Summarize the article about Goodby Silverstein & Partners' New York office in two sentences.

─── Source text

The revolving doors of Goodby Silverstein & Partners’ New York office have swung open once again.
Five years ago, the San Francisco-based Omnicom agency closed GS&P New York after less than three years in business in the wake of Comcast’s failed merger with Time Warner. During its initial run, the New York office independently won new business with the New York Post, Zillow-owned StreetEasy and ZocDoc. At its peak, the office employed nearly 20, but was down to eight employees when it closed.
While a number of GS&P employees have been working out of various locations in New York over the past couple of years, the agency has now made its return to Manhattan official by opening up a new office at 200 Varick Street.
The office’s leadership team includes executive creative directors Danny Gonzalez and David Suarez, who have partnered with clients Liberty Mutual and Pepsi across coasts, as well as on new business efforts; group brand strategy director Katie Coane, who returned to the agency after a stint at Droga5 and works across Comcast and Liberty Mutual; account and operations director Katie Lancaster, who also rejoins the agency from Droga5 and Cam Miller, who returned to the agency after a stint at Grey New York as creative director for Liberty Mutual. Suarez will physically join the New York team in the spring.
We caught up with GS&P via email for a few questions regarding the decision to return to New York and open up an office during a pandemic.

──────
─── Information given

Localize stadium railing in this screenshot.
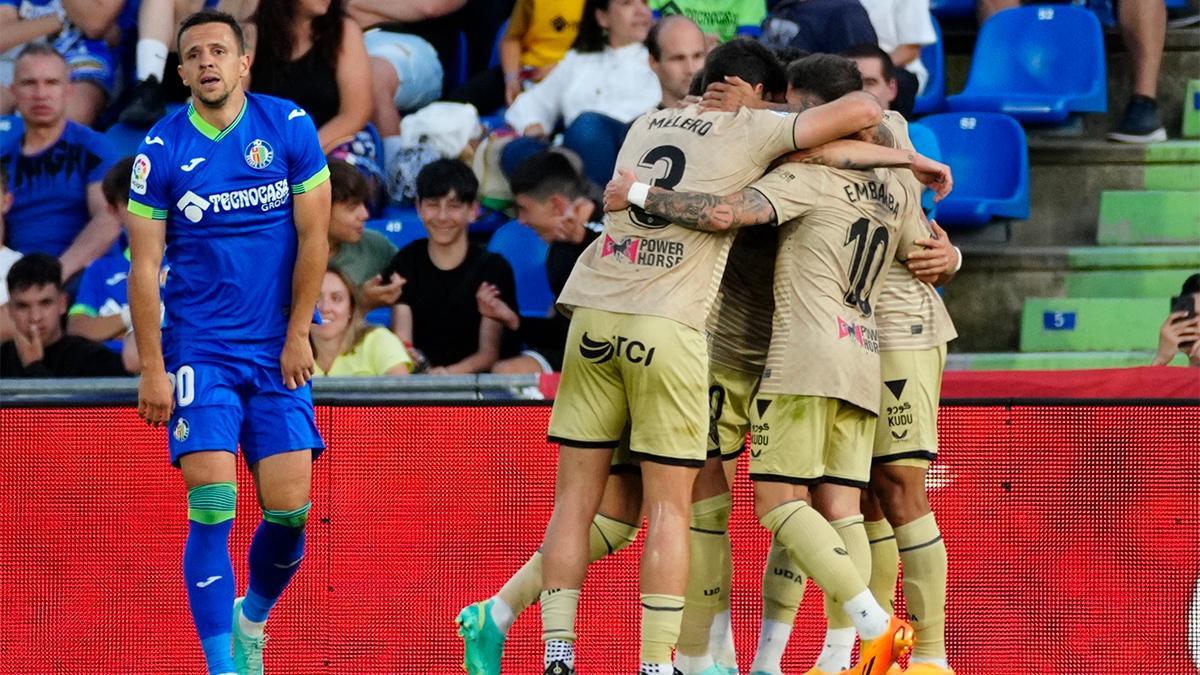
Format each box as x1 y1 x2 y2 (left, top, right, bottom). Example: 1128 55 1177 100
0 368 1200 675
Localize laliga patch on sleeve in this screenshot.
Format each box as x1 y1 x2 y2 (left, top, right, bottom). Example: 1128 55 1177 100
130 153 150 195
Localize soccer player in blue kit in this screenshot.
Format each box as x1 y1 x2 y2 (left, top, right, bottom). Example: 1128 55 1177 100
128 11 330 675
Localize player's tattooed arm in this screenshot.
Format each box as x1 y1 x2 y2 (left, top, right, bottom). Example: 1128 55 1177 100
646 187 775 232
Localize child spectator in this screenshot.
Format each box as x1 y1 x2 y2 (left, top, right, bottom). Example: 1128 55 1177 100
67 157 133 354
384 160 516 375
0 163 20 342
308 265 413 377
0 0 125 126
329 160 403 311
446 0 583 114
500 0 662 185
0 253 128 377
246 0 371 154
0 43 121 279
475 150 604 375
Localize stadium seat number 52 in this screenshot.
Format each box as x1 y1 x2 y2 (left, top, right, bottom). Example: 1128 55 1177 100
167 365 196 408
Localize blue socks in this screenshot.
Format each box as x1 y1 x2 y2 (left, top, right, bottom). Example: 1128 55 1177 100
184 483 238 674
241 502 312 623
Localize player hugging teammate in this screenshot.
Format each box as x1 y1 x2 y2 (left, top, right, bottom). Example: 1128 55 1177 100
458 40 956 675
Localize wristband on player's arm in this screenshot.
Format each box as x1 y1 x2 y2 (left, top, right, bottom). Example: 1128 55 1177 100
625 183 650 209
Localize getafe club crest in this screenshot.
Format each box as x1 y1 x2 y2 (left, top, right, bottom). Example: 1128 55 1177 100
246 138 275 169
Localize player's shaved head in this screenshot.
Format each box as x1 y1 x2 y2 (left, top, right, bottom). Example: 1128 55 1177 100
175 10 246 54
703 37 787 98
787 54 863 104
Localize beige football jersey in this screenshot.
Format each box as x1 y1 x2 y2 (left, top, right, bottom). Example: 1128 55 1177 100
754 163 925 413
875 110 959 352
708 225 779 375
558 106 797 330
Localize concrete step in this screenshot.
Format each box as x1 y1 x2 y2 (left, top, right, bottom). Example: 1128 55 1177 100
1067 245 1200 266
1096 190 1200 245
953 138 1200 246
1021 298 1170 352
946 352 1188 370
1064 268 1190 298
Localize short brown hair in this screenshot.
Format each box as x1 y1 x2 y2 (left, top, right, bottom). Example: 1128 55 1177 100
329 160 371 204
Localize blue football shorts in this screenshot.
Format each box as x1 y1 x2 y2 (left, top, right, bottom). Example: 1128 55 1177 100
163 340 325 466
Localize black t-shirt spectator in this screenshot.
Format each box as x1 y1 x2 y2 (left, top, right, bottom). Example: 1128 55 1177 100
383 239 518 366
521 216 604 370
0 335 128 377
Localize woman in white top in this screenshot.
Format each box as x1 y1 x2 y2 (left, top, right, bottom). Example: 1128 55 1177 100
502 0 662 185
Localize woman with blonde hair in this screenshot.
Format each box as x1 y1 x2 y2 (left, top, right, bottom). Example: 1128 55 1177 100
310 267 413 377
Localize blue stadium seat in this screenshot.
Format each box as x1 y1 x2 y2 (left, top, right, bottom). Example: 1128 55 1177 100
912 17 946 115
487 220 554 317
946 5 1108 124
367 204 427 249
914 113 1030 228
908 123 946 219
929 0 976 18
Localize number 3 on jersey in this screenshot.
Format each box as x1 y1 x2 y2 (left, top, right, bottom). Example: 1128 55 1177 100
629 145 688 229
845 217 889 317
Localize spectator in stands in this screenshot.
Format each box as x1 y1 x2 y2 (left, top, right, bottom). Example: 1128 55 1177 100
500 0 661 185
762 0 880 54
977 0 1166 143
0 0 124 126
841 44 912 117
859 0 937 117
308 265 413 377
1151 274 1200 366
446 0 583 115
67 157 139 362
646 14 708 108
119 0 256 127
475 148 600 375
0 163 20 342
384 160 516 375
650 0 767 47
329 160 404 312
0 253 128 377
0 43 120 279
246 0 371 154
348 0 453 141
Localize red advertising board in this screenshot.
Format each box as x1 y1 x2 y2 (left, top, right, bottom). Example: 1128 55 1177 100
0 401 1200 675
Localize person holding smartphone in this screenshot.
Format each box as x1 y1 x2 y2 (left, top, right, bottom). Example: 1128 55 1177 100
1152 274 1200 368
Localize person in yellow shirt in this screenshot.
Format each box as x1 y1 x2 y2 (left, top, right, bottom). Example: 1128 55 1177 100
310 267 413 377
446 0 583 114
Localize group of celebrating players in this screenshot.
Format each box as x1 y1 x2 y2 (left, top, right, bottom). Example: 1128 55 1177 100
127 6 960 675
457 40 961 675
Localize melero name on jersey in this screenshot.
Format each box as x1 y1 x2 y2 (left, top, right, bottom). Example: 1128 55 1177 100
209 178 292 214
650 115 713 136
841 180 900 215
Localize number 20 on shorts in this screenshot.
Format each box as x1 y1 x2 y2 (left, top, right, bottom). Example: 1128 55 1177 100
167 365 196 408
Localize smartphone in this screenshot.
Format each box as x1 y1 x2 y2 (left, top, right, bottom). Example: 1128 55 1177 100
1171 293 1196 352
1171 293 1196 318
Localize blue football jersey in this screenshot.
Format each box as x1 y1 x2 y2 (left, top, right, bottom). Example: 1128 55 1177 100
130 94 329 342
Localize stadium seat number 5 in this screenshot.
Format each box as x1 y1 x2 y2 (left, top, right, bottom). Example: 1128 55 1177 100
167 365 196 408
629 145 688 229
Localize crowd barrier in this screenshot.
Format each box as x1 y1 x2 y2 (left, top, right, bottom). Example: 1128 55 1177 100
0 369 1200 675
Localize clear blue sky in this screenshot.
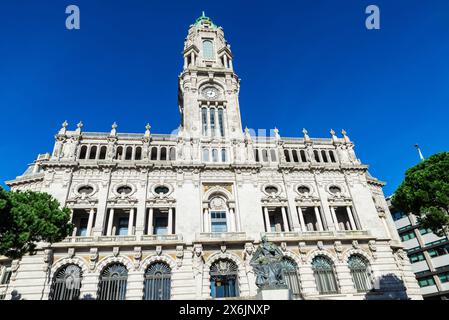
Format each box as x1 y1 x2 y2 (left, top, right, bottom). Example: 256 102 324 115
0 0 449 195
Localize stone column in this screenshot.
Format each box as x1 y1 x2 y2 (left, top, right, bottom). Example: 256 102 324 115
331 207 340 231
128 208 134 236
167 208 173 234
86 208 95 237
215 108 221 137
297 207 307 232
281 207 290 232
229 208 237 232
315 207 324 231
346 206 357 230
203 208 209 232
263 207 271 232
106 208 114 236
206 106 212 137
147 208 153 234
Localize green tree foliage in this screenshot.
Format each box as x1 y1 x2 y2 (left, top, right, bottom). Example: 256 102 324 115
0 187 73 259
392 152 449 236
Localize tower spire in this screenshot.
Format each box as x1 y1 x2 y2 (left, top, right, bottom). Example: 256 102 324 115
415 144 426 161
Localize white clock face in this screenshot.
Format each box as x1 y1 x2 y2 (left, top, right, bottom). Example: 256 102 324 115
203 88 218 99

──────

• [Finished task]
Goodby Silverstein & Partners, a San Francisco-based Omnicom agency, has officially returned to Manhattan with a new office at 200 Varick Street, five years after closing its earlier New York office, which had been open for less than three years. The leadership team includes executive creative directors Danny Gonzalez and David Suarez, group brand strategy director Katie Coane, account and operations director Katie Lancaster, and Cam Miller, and Suarez will physically join the New York team in the spring.